Stored entries:
☆ ☆ ☆ ☆ ☆

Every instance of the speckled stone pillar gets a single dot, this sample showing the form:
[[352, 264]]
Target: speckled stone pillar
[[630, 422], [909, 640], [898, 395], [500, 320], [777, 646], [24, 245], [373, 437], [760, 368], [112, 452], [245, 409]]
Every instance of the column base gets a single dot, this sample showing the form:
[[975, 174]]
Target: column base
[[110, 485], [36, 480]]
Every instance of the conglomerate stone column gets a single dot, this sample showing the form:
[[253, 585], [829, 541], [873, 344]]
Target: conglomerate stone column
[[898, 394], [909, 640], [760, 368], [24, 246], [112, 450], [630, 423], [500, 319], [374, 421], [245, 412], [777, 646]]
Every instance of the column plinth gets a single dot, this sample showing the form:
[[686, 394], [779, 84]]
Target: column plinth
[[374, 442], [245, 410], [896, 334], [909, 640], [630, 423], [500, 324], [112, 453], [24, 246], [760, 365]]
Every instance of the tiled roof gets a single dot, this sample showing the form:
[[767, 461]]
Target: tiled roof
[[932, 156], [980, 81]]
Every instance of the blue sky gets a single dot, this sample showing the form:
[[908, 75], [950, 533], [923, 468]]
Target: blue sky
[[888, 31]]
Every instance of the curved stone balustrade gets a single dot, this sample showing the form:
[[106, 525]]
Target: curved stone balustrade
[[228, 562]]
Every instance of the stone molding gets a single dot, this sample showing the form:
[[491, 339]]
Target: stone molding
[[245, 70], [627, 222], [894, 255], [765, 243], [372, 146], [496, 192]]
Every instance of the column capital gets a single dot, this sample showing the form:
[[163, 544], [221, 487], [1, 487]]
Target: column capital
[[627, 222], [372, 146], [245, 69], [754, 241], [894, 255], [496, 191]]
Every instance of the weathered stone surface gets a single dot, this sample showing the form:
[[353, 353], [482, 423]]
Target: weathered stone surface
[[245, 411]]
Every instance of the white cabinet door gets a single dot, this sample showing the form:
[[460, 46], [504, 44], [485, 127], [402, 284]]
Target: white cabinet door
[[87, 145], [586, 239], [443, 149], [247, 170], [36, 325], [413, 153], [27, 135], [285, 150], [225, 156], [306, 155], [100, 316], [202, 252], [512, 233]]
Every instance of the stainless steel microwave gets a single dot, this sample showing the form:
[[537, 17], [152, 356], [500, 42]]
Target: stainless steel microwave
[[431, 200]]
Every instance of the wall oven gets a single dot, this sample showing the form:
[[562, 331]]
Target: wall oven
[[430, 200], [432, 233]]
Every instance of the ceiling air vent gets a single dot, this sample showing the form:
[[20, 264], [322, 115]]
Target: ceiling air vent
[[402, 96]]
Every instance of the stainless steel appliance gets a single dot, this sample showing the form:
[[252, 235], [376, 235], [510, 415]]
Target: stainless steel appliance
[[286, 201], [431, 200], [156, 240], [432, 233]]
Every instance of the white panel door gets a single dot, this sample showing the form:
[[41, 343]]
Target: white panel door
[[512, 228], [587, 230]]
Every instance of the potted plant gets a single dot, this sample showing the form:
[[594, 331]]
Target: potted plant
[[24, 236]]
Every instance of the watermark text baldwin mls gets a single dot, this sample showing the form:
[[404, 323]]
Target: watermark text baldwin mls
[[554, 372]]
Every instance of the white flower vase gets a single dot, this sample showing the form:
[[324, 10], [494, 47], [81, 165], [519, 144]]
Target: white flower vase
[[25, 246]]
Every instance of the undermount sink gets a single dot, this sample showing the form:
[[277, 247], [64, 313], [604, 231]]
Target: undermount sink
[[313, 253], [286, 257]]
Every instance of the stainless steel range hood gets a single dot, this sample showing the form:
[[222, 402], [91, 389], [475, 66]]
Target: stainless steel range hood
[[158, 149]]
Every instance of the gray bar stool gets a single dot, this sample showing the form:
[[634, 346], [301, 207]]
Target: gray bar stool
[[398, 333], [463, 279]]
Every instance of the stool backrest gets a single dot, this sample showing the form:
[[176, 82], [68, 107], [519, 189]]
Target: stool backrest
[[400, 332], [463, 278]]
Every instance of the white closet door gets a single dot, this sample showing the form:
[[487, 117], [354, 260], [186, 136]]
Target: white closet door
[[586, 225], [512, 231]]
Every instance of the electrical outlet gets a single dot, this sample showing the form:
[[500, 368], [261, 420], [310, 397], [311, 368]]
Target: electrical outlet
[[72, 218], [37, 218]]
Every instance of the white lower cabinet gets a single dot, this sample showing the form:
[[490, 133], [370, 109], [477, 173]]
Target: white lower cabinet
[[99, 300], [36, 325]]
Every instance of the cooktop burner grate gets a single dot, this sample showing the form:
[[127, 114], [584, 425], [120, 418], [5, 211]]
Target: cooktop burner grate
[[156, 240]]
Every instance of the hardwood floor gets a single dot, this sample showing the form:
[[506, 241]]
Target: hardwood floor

☆ ☆ ☆ ☆ ☆

◆ About this task: Lines with "hardwood" in the records above: copy every one of them.

◆ Answer box:
Every instance of the hardwood floor gets a single dot, this sample showing the form:
Target: hardwood floor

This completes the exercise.